The records that follow are to be repeated exactly, without any pictures.
START Exercise materials
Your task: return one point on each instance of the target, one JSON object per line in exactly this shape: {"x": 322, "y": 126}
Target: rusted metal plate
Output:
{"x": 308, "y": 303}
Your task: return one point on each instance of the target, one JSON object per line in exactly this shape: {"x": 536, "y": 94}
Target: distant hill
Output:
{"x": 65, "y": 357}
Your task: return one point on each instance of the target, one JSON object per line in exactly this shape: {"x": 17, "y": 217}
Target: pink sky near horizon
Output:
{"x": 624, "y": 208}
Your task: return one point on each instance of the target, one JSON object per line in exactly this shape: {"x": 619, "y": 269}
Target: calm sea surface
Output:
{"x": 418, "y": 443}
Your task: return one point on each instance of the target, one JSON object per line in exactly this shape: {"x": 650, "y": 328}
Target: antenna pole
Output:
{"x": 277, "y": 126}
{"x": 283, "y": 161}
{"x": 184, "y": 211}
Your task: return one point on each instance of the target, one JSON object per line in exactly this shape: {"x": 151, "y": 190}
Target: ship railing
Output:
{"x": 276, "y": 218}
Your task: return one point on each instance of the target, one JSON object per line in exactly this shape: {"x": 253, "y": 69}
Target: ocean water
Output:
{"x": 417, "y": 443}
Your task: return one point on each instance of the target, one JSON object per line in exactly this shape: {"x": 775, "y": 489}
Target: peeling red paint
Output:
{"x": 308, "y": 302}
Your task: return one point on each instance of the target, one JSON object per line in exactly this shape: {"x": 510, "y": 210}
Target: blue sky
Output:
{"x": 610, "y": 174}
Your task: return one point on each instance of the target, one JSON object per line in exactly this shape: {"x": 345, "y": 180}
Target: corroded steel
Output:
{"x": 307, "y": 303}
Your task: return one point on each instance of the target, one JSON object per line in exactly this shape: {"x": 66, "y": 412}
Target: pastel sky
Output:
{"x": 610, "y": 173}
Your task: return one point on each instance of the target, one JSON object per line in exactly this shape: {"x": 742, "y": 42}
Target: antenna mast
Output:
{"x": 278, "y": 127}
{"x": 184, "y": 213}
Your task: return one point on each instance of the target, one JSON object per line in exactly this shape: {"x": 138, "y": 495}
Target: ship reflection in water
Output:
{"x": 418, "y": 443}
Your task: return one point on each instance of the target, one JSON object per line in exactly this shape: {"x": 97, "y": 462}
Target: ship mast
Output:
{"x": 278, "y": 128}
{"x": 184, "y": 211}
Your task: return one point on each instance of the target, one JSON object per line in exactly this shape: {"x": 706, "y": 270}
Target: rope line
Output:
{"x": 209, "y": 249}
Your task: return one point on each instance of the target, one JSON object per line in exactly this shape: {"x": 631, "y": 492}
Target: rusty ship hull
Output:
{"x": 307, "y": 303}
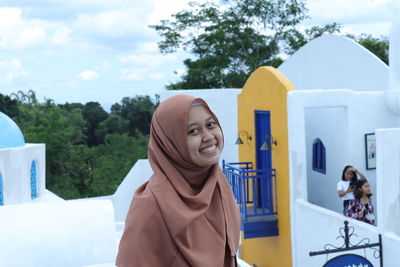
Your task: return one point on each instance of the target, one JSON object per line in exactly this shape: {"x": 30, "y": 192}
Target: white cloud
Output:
{"x": 88, "y": 75}
{"x": 351, "y": 11}
{"x": 10, "y": 70}
{"x": 10, "y": 65}
{"x": 61, "y": 36}
{"x": 132, "y": 74}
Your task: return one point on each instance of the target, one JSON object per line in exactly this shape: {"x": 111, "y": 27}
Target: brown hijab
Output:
{"x": 169, "y": 222}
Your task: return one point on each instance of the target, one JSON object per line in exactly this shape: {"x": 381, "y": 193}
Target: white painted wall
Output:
{"x": 15, "y": 168}
{"x": 358, "y": 113}
{"x": 332, "y": 62}
{"x": 68, "y": 233}
{"x": 388, "y": 173}
{"x": 340, "y": 118}
{"x": 139, "y": 174}
{"x": 329, "y": 124}
{"x": 223, "y": 102}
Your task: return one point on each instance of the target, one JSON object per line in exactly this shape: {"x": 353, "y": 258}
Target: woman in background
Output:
{"x": 361, "y": 207}
{"x": 346, "y": 185}
{"x": 185, "y": 215}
END Exercise materials
#### Written reply
Your task: return one point on each instance of the target, one JSON object per line in exactly this shape: {"x": 322, "y": 126}
Target: rusted metal plate
Output:
{"x": 308, "y": 303}
Your task: return one point on each instance of the target, one JSON object per line in exactly this shape: {"x": 536, "y": 94}
Target: distant hill
Output:
{"x": 65, "y": 357}
Your task: return one point on each instance of the target, one JSON object per line in exactly this shape: {"x": 17, "y": 217}
Target: pink sky near horizon
Output:
{"x": 624, "y": 208}
Your task: return one point on each instance of the target, one JSON object per line in exactly this shape: {"x": 619, "y": 269}
Target: calm sea surface
Output:
{"x": 418, "y": 443}
Your task: return one point on each instance of the target, one JSON object per line in exactly this shape: {"x": 650, "y": 328}
Target: antenna pole
Output:
{"x": 277, "y": 126}
{"x": 283, "y": 161}
{"x": 184, "y": 211}
Your task: return one point on each instance of the target, one JSON object per line in exactly this shape: {"x": 151, "y": 190}
Target: ship railing
Output:
{"x": 276, "y": 218}
Your task: return one point on each instance of the target, one JSON object per line in exactly this shape: {"x": 253, "y": 69}
Target: ocean water
Output:
{"x": 417, "y": 443}
Your task: return one point on each instance of the target, one JSON object per line in exactly this shape: {"x": 775, "y": 489}
Target: peeling red paint
Output:
{"x": 308, "y": 302}
Your task: return one point on each instance of the target, one JSON object per line in exactly this shape: {"x": 510, "y": 210}
Target: blue sky
Output:
{"x": 610, "y": 174}
Your task: return one point on each instance of the target, one JSON object per line in exactly this shape: {"x": 345, "y": 180}
Target: corroded steel
Output:
{"x": 307, "y": 303}
Your task: return one point on each instance of the target, one JSON object per line in exactly this shape: {"x": 66, "y": 412}
Target: pastel sky
Output:
{"x": 610, "y": 173}
Your task: return one point on each instance of the target, one JSON object per line in exactly this shape: {"x": 742, "y": 42}
Target: antenna mast
Output:
{"x": 278, "y": 127}
{"x": 184, "y": 213}
Your task: return one point on each instance of the target, one JSON object per line in exactly this shape: {"x": 138, "y": 495}
Target: ship reflection in water
Output:
{"x": 418, "y": 443}
Your task: return one point on each instance of the target, one JSON object per line in exactly this shape: {"x": 97, "y": 462}
Target: ship mast
Output:
{"x": 278, "y": 128}
{"x": 184, "y": 211}
Your task: return one point on each instance of the target, one JSON object per line in exactly this shape: {"x": 706, "y": 270}
Target: rope line
Output:
{"x": 209, "y": 249}
Your task: return one point on each instance of the target, one JSON object per line in exactly this shape: {"x": 631, "y": 492}
Target: rusty ship hull
Output:
{"x": 307, "y": 303}
Your task: return one point on each instance of the target, one JSON object per line in exactly this shape: {"x": 30, "y": 192}
Target: white cloud
Output:
{"x": 88, "y": 75}
{"x": 351, "y": 11}
{"x": 10, "y": 70}
{"x": 10, "y": 65}
{"x": 61, "y": 36}
{"x": 132, "y": 74}
Your task: return one point on each instance of the target, one JSON object per line in exactly this shape: {"x": 111, "y": 27}
Target: brown hijab
Output:
{"x": 169, "y": 222}
Your task: return one point on each instance of the target, one JSON object per line in exactly this shape: {"x": 381, "y": 193}
Target: white painted wall
Output:
{"x": 15, "y": 168}
{"x": 358, "y": 113}
{"x": 332, "y": 62}
{"x": 68, "y": 233}
{"x": 388, "y": 173}
{"x": 340, "y": 118}
{"x": 139, "y": 174}
{"x": 329, "y": 124}
{"x": 223, "y": 102}
Your task: return one point on each instance of the target, one JSON object per line in exactly this shape: {"x": 353, "y": 258}
Target: woman in background
Output:
{"x": 361, "y": 207}
{"x": 346, "y": 185}
{"x": 185, "y": 215}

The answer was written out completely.